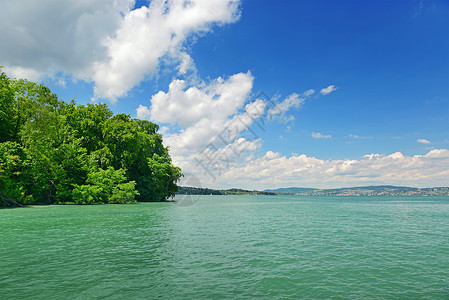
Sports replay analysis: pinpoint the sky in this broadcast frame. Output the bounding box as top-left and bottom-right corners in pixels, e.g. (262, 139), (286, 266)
(0, 0), (449, 189)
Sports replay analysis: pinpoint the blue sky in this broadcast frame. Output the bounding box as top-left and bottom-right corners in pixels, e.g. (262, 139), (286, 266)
(0, 0), (449, 189)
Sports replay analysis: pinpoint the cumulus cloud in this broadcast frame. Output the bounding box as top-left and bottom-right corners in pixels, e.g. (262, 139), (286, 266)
(417, 139), (431, 144)
(320, 85), (338, 95)
(312, 132), (332, 139)
(303, 89), (315, 97)
(0, 0), (239, 100)
(268, 93), (305, 123)
(224, 149), (449, 189)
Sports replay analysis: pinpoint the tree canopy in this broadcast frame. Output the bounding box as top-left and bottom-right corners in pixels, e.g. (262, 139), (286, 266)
(0, 69), (182, 206)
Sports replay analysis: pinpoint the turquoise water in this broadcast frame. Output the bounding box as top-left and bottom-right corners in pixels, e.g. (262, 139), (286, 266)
(0, 196), (449, 299)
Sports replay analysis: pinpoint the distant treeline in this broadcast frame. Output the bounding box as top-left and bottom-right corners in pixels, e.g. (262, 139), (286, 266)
(178, 186), (275, 195)
(0, 69), (181, 206)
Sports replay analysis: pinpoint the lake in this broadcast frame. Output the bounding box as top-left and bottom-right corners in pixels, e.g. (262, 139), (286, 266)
(0, 196), (449, 299)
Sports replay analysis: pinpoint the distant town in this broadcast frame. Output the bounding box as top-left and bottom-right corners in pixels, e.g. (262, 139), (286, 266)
(178, 185), (449, 196)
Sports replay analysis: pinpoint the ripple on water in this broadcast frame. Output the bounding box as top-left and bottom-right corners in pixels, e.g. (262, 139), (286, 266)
(0, 196), (449, 299)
* * *
--- Problem to work on ---
Could you repeat all of the data above word for word, leaving the pictures out?

--- Response for this exercise ---
Sports replay analysis: pinpoint the sky in this broadcast frame. Output the bounding box as top-left and bottom-right corners in pixels, e.g. (262, 139), (286, 266)
(0, 0), (449, 189)
Sports replay analysis: pinpoint the blue sky in this broadcast frame. Output the bounding box as top-left and bottom-right corners in pixels, e.g. (262, 139), (286, 266)
(0, 0), (449, 189)
Sports replay analysis: pinpoint the cumulus cloud in this broadcast frame. Output the bounding box as top-left and bottom-right corners in pixels, e.g. (262, 139), (286, 266)
(417, 139), (431, 144)
(320, 85), (338, 95)
(312, 132), (332, 139)
(303, 89), (315, 97)
(0, 0), (239, 100)
(268, 93), (305, 123)
(224, 149), (449, 189)
Sports replay analysis: pinpoint the tree canopy in this broadcast frame. Output the bounding box as top-left and bottom-right corners in pixels, e.g. (262, 139), (286, 266)
(0, 69), (182, 206)
Sports replay analysis: pinpoint the turquoise water in this broadcast frame. Output the bounding box as top-left and bottom-right corners in pixels, e.g. (262, 139), (286, 266)
(0, 196), (449, 299)
Sports replay analysis: pinpoint the distant treeline in this broadcast frame. Output the bounding box as top-left and bottom-right corners in pixels, e.g. (262, 139), (286, 266)
(178, 186), (275, 195)
(0, 69), (181, 206)
Sports replay analysis: pinpoint the lake in this broadcast frame. Output the bounding box as top-left and bottom-right corners in pixels, e.g. (262, 139), (286, 266)
(0, 196), (449, 299)
Sports replay analysis: pinpoint the distant town in this broadcast frame. Output the bounding box as top-left and bottom-right corners in pixels, e.g. (262, 139), (286, 266)
(178, 185), (449, 196)
Sports replay analysis: pinpoint the ripple on water in this broadcast frame. Output the bounding box as top-left and bottom-right corners in pixels, e.g. (262, 139), (286, 266)
(0, 196), (449, 299)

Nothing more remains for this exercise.